Extracted text
------------------------------------------------------------

Recursive hypothesis-building with ambiguites - what's it called? - recursion

There's a problem I've encountered a lot (in the broad fields of data analyis or AI). However I can't name it, probably because I don't have a formal CS background. Please bear with me, I'll give two examples:
Imagine natural language parsing:
The flower eats the cow.
You have a program that takes each word, and determines its type and the relations between them. There are two ways to interpret this sentence:
1) flower (substantive) -- eats (verb) --> cow (object)
using the usual SVO word order, or
2) cow (substantive) -- eats (verb) --> flower (object)
using a more poetic world order. The program would rule out other possibilities, e.g. "flower" as a verb, since it follows "the". It would then rank the remaining possibilites: 1) has a more natural word order than 2), so it gets more points. But including the world knowledge that flowers can't eat cows, 2) still wins. So it might return both hypotheses, and give 1) a score of 30, and 2) a score of 70.

------------------------------------------------------------

(Segmentation annotation rows)
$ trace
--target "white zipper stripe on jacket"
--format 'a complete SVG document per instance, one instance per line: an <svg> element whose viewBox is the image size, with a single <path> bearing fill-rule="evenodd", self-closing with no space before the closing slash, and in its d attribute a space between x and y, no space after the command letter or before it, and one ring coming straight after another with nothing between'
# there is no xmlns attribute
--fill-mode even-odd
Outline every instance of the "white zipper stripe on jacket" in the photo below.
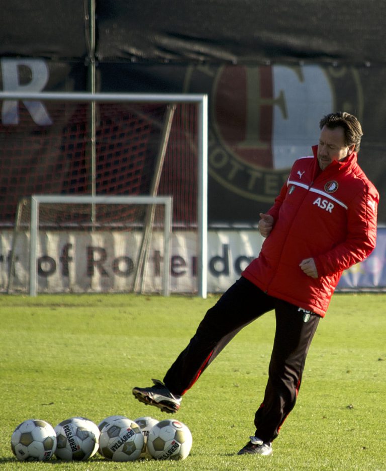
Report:
<svg viewBox="0 0 386 471"><path fill-rule="evenodd" d="M325 196L326 198L332 200L332 201L335 201L335 203L337 203L338 204L341 206L343 208L344 208L345 209L348 209L348 207L344 203L342 203L342 201L340 201L336 198L334 198L333 196L331 196L329 193L322 191L321 190L317 190L316 188L310 188L308 185L305 185L304 183L300 183L299 182L293 182L292 180L288 180L287 182L287 185L296 185L297 186L301 187L302 188L305 188L306 190L309 190L310 191L313 192L313 193L317 193L318 195L322 195L323 196Z"/></svg>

------------------------------------------------------------

Exercise task 1
In one to three sentences, explain why interpretation 2) ends up ranked higher than interpretation 1) in the forum post.
Exercise task 2
Please answer these questions about the forum post, one line each:
(a) What sentence does the post use as its parsing example?
(b) Which word order does interpretation 1) follow?
(c) What reason does the program have for ruling out "flower" as a verb?

Answer 1
Interpretation 1) gets more points at first because it has the more natural word order. But once the world knowledge that flowers can't eat cows is included, 2) still wins, so it receives a score of 70 to 1)'s 30.

Answer 2
(a) "The flower eats the cow."
(b) The usual SVO word order.
(c) It follows "the".